→ **Data records**:
--------------------------------
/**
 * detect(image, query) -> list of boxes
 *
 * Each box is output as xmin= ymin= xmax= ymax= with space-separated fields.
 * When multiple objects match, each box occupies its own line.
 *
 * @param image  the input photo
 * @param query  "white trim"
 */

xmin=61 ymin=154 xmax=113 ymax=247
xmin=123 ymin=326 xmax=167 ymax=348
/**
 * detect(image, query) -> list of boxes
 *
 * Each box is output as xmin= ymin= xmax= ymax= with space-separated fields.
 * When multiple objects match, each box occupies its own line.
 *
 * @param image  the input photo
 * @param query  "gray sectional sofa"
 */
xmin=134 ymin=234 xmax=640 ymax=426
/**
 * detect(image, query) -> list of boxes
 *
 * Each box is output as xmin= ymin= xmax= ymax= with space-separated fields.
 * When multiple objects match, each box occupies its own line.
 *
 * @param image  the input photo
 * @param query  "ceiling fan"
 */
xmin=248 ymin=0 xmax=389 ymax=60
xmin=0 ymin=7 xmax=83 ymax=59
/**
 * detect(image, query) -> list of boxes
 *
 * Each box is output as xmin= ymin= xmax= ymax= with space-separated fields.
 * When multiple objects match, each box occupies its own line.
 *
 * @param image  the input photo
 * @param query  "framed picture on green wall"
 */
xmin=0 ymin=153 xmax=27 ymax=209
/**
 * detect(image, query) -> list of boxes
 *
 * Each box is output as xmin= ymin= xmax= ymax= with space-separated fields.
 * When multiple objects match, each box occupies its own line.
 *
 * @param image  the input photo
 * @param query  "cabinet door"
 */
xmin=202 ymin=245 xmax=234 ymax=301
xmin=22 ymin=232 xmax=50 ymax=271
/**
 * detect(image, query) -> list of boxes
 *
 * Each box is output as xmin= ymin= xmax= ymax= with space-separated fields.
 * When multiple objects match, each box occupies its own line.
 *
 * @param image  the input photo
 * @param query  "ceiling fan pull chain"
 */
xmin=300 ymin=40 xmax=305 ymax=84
--------------------------------
→ **Exercise details**: Output the records in full. Match them exactly.

→ **Completed exercise**:
/**
 * detect(image, query) -> list of boxes
 *
 * Each box is output as xmin= ymin= xmax= ymax= with space-separated fields.
 * When multiple objects match, each box occupies its own line.
 *
 * @param image  the input photo
 * @param query  "white trim"
 */

xmin=61 ymin=154 xmax=113 ymax=247
xmin=123 ymin=326 xmax=167 ymax=348
/**
 * detect(image, query) -> list of boxes
 *
 * Each box is output as xmin= ymin= xmax= ymax= with space-separated fields.
 * When multiple objects match, each box occupies its own line.
 *
 * @param image  the input photo
 * @param query  "gray sectional sofa"
 */
xmin=134 ymin=234 xmax=640 ymax=426
/**
 * detect(image, query) -> list of boxes
 *
 * Each box is output as xmin= ymin= xmax= ymax= with space-separated fields.
 * When multiple objects match, each box occupies its own line.
 *
 * @param image  the input photo
 * @param query  "ceiling fan"
 */
xmin=248 ymin=0 xmax=389 ymax=60
xmin=0 ymin=7 xmax=83 ymax=59
/**
 * detect(image, query) -> list of boxes
 *
 * Each box is output as xmin= ymin= xmax= ymax= with space-separated fields.
 * When multiple objects match, each box occupies its own line.
 *
 * @param image  the input photo
 * @param query  "framed picture on green wall"
 */
xmin=0 ymin=153 xmax=27 ymax=209
/**
 * detect(image, query) -> list of boxes
 *
 * Each box is output as xmin= ymin= xmax= ymax= with space-separated fields.
 * When multiple objects match, each box occupies its own line.
 *
 * @param image  the input photo
 * @param query  "cabinet door"
 */
xmin=202 ymin=245 xmax=234 ymax=301
xmin=22 ymin=232 xmax=50 ymax=271
/**
 * detect(image, query) -> list of boxes
 *
 * Each box is output as xmin= ymin= xmax= ymax= with space-separated fields.
 * When multiple objects match, each box occupies its own line.
 *
 * @param image  the input photo
 * @param query  "ceiling fan pull chain"
 */
xmin=300 ymin=40 xmax=305 ymax=84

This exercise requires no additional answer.